▸ Work to do:
Please copy every item below line for line, with nothing left out or changed.

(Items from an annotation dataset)
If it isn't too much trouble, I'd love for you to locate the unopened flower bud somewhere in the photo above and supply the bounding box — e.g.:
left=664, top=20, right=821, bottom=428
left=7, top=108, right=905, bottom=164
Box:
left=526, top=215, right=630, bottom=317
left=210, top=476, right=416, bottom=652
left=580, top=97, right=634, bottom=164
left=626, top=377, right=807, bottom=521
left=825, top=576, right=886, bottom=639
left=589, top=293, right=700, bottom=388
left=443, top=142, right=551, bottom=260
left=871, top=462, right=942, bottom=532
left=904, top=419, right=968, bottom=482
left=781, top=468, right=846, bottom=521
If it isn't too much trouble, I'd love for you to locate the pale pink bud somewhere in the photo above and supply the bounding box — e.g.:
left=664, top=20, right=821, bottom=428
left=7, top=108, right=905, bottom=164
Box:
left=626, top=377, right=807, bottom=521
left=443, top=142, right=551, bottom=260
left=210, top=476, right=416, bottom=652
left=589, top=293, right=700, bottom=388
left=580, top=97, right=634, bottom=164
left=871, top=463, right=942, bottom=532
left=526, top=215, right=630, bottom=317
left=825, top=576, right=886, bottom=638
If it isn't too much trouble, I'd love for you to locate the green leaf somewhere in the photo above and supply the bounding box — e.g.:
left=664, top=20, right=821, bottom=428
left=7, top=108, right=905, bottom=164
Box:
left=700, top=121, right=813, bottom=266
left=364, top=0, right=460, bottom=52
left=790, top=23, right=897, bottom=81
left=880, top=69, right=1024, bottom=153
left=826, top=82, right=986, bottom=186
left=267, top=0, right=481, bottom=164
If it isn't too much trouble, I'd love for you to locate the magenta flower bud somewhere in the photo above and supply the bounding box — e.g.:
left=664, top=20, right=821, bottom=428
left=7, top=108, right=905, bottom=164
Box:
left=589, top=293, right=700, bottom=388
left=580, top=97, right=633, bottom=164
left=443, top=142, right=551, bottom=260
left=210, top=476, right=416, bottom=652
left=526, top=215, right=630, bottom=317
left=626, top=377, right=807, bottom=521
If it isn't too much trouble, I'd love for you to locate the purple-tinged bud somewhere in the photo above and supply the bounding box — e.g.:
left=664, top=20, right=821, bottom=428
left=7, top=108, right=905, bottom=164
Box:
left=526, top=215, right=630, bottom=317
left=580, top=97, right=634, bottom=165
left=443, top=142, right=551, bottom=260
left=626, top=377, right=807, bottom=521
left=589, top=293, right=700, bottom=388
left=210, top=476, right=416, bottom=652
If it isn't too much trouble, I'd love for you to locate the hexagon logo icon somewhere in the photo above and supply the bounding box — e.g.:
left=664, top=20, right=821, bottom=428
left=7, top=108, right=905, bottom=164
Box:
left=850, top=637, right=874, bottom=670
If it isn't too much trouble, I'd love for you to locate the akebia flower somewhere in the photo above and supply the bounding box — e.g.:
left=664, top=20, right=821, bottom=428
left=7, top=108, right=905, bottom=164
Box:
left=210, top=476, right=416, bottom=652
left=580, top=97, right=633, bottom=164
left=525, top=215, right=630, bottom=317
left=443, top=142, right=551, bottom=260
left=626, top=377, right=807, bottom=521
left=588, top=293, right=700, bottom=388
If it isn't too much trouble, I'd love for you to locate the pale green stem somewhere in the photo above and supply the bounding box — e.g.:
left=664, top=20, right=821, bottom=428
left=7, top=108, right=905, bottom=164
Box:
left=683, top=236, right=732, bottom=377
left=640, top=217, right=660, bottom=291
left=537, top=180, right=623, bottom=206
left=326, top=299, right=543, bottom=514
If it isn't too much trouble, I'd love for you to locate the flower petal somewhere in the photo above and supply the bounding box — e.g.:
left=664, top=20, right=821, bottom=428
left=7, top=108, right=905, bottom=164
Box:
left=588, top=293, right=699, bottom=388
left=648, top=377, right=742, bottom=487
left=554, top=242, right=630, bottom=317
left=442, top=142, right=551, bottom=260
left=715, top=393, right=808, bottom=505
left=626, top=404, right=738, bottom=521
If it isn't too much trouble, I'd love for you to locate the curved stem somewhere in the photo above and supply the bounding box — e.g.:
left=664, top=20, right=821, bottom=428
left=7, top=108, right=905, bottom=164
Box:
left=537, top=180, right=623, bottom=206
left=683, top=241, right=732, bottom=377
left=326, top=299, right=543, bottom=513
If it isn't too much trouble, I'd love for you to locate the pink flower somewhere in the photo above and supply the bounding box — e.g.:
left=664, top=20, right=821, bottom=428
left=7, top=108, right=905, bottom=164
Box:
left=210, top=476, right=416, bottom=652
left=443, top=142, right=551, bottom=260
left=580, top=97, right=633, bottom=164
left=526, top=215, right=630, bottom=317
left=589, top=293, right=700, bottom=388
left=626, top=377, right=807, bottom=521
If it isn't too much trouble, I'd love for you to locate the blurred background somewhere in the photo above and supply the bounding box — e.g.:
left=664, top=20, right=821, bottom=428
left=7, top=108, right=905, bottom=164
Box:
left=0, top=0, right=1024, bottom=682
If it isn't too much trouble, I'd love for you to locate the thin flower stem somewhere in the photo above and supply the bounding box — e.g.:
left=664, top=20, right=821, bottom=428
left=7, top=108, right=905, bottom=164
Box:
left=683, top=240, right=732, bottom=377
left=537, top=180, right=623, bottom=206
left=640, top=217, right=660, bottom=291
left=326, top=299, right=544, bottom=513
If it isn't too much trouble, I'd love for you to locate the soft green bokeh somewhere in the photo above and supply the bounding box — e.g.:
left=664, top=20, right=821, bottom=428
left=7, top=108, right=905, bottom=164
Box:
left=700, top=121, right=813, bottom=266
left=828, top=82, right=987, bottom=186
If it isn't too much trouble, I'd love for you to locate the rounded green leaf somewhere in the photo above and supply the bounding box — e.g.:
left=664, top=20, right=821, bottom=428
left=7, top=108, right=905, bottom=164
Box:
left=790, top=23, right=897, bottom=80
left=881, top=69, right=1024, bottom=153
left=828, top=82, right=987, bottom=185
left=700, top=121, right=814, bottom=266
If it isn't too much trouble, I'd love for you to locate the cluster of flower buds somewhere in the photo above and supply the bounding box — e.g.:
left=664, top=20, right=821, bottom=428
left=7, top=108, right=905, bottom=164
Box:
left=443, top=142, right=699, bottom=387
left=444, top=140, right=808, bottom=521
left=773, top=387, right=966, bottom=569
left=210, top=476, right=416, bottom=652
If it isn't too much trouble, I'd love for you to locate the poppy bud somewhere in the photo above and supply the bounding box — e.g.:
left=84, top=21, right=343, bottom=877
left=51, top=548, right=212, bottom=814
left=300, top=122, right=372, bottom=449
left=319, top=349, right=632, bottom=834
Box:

▸ In response:
If it isn't too much trouble, I'd love for you to locate the unopened flower bud somewhere in the photo above and supply the bounding box — e.g.:
left=664, top=20, right=821, bottom=428
left=7, top=108, right=905, bottom=164
Box:
left=526, top=215, right=630, bottom=317
left=210, top=476, right=416, bottom=652
left=580, top=97, right=634, bottom=164
left=626, top=377, right=807, bottom=521
left=825, top=576, right=886, bottom=639
left=589, top=293, right=700, bottom=388
left=443, top=142, right=551, bottom=260
left=871, top=462, right=942, bottom=532
left=904, top=419, right=968, bottom=482
left=781, top=468, right=846, bottom=521
If it isn't too much trouble, I'd love for you to locate the pale pink bud somewhere in the photo above and supply the bounding box — e.g.:
left=664, top=20, right=821, bottom=428
left=7, top=108, right=905, bottom=164
Box:
left=626, top=377, right=807, bottom=521
left=443, top=142, right=551, bottom=260
left=210, top=476, right=416, bottom=652
left=589, top=293, right=700, bottom=388
left=580, top=97, right=634, bottom=164
left=871, top=463, right=942, bottom=532
left=526, top=215, right=630, bottom=317
left=825, top=576, right=886, bottom=638
If it isn't too much trouble, I'd love for you to locate the green leaf somewhere in the photo above and supply the bounding box — e.g.:
left=664, top=20, right=821, bottom=428
left=7, top=108, right=905, bottom=164
Box:
left=700, top=121, right=813, bottom=266
left=364, top=0, right=460, bottom=52
left=790, top=23, right=897, bottom=81
left=880, top=69, right=1024, bottom=153
left=826, top=82, right=986, bottom=186
left=267, top=0, right=481, bottom=164
If it isn't too much trouble, I'd love for you to locate the magenta flower bud somewhere in the photo above and supply the bounding box — e.g.:
left=664, top=20, right=821, bottom=428
left=7, top=108, right=905, bottom=164
Box:
left=589, top=293, right=700, bottom=388
left=580, top=97, right=633, bottom=164
left=443, top=142, right=551, bottom=260
left=210, top=476, right=416, bottom=652
left=526, top=215, right=630, bottom=317
left=626, top=377, right=807, bottom=521
If it isn't too much trouble, I'd love for you to locate the purple-tinged bud somewhere in the photo above and supply the bounding box — e.g.:
left=664, top=20, right=821, bottom=428
left=7, top=108, right=905, bottom=164
Box:
left=526, top=215, right=630, bottom=317
left=580, top=97, right=634, bottom=165
left=443, top=142, right=551, bottom=260
left=626, top=377, right=807, bottom=521
left=589, top=293, right=700, bottom=388
left=210, top=476, right=416, bottom=652
If it isn't too much trouble, I'd love for you to locate the hexagon logo icon somewhere in the photo above and supply the bounding box — e.g.:
left=664, top=20, right=821, bottom=428
left=7, top=108, right=905, bottom=164
Box:
left=850, top=637, right=874, bottom=670
If it isn't too much trouble, I'd love for you to locate the akebia flower somewhere in the photo above and supply the bounding box — e.g.:
left=664, top=20, right=821, bottom=428
left=7, top=108, right=905, bottom=164
Box:
left=210, top=476, right=416, bottom=652
left=580, top=97, right=633, bottom=164
left=525, top=215, right=630, bottom=317
left=443, top=142, right=551, bottom=260
left=626, top=377, right=807, bottom=521
left=588, top=293, right=700, bottom=388
If it isn't too much trouble, I'd love for you to locate the pale green stem somewhere in the photo above and supply the bounding box — e.g.:
left=664, top=20, right=821, bottom=428
left=7, top=108, right=905, bottom=164
Box:
left=683, top=236, right=732, bottom=377
left=640, top=217, right=660, bottom=291
left=537, top=180, right=623, bottom=206
left=326, top=299, right=543, bottom=514
If it isn't too much trouble, I'd love for you to locate the flower petal somewhere in the photo above and supply the bounding box — e.g.:
left=664, top=20, right=821, bottom=428
left=7, top=108, right=905, bottom=164
Box:
left=588, top=293, right=699, bottom=388
left=648, top=377, right=742, bottom=487
left=554, top=242, right=630, bottom=317
left=442, top=142, right=551, bottom=260
left=715, top=393, right=808, bottom=505
left=626, top=404, right=738, bottom=521
If it isn't too much trouble, I'd love for you to locate the curved stem somewhere in the photo above and supply the bounding box — e.g.:
left=664, top=20, right=821, bottom=428
left=7, top=108, right=905, bottom=164
Box:
left=537, top=180, right=623, bottom=206
left=683, top=241, right=732, bottom=377
left=326, top=299, right=543, bottom=513
If it isn't too much trouble, I'd love for you to locate the pink flower somewhere in the photo above and supply the bounding box — e.g.:
left=664, top=20, right=821, bottom=428
left=7, top=108, right=905, bottom=164
Box:
left=210, top=476, right=416, bottom=652
left=443, top=142, right=551, bottom=260
left=580, top=97, right=633, bottom=164
left=526, top=215, right=630, bottom=317
left=589, top=293, right=700, bottom=388
left=626, top=377, right=807, bottom=521
If it isn't too much trouble, I'd love for you to locate the blurred background somewhere in the photo above and supply the bounding box — e.g.:
left=664, top=20, right=821, bottom=428
left=7, top=108, right=905, bottom=164
Box:
left=0, top=0, right=1024, bottom=682
If it isn't too much trouble, I'd love for you to locate the thin flower stem somewhere in the photo above and supply the bounding box — e.g.:
left=664, top=20, right=821, bottom=428
left=7, top=108, right=905, bottom=164
Box:
left=683, top=240, right=732, bottom=377
left=537, top=180, right=623, bottom=206
left=640, top=217, right=660, bottom=291
left=326, top=299, right=544, bottom=513
If it isn't too much trouble, I'd love for you to locate the soft green bokeh somewhere in the photo above and supply the bounding box — e.g.:
left=664, top=20, right=821, bottom=428
left=7, top=108, right=905, bottom=164
Box:
left=700, top=121, right=813, bottom=266
left=828, top=82, right=987, bottom=186
If it isn't too much trouble, I'd love for you to locate the rounded green leaf somewhere in the photo above and supply the bounding box — e.g.:
left=664, top=20, right=821, bottom=428
left=7, top=108, right=905, bottom=164
Box:
left=790, top=23, right=897, bottom=80
left=881, top=69, right=1024, bottom=153
left=828, top=82, right=987, bottom=185
left=700, top=121, right=814, bottom=266
If it isn't too much trouble, I'd love for you to locate the cluster of flower buds somewhere in the photo above and supply the bounding box — e.g.:
left=664, top=20, right=821, bottom=428
left=7, top=108, right=905, bottom=164
Box:
left=443, top=142, right=699, bottom=387
left=444, top=140, right=808, bottom=521
left=773, top=387, right=966, bottom=569
left=210, top=476, right=416, bottom=652
If it isn't too much trouble, I'd love for you to locate the poppy bud somewhere in the photo above and supply the bounding box — e.g.:
left=84, top=21, right=343, bottom=877
left=51, top=548, right=212, bottom=814
left=300, top=122, right=372, bottom=449
left=319, top=349, right=632, bottom=834
Box:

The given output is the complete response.